Task statement =
Reproduce the lines of the records verbatim, starting at the very first line and ending at the line that contains "Within one instance, the", with that line included.

Data extract =
START

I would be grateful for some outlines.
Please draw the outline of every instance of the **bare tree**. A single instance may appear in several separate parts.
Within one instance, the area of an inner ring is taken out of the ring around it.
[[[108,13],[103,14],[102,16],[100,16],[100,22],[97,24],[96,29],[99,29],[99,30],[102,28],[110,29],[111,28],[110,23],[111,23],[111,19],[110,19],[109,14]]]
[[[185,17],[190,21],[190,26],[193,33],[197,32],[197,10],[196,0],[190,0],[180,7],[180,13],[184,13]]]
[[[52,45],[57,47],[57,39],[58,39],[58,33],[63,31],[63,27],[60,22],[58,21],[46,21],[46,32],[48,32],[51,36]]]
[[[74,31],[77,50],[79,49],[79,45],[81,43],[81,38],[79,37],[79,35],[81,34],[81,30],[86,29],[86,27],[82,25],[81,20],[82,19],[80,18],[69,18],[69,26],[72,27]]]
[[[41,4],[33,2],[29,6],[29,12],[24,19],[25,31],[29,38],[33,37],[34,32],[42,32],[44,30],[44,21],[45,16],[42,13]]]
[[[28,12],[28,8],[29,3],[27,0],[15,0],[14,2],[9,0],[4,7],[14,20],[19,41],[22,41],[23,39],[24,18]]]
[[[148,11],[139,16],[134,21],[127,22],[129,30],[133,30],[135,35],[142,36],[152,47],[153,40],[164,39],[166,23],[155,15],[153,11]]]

END

Written answer =
I would be grateful for some outlines.
Please draw the outline of every instance of the **bare tree**. A single instance may appear in several separate parts.
Within one instance, the area of an inner ring is taken out of the ring around it.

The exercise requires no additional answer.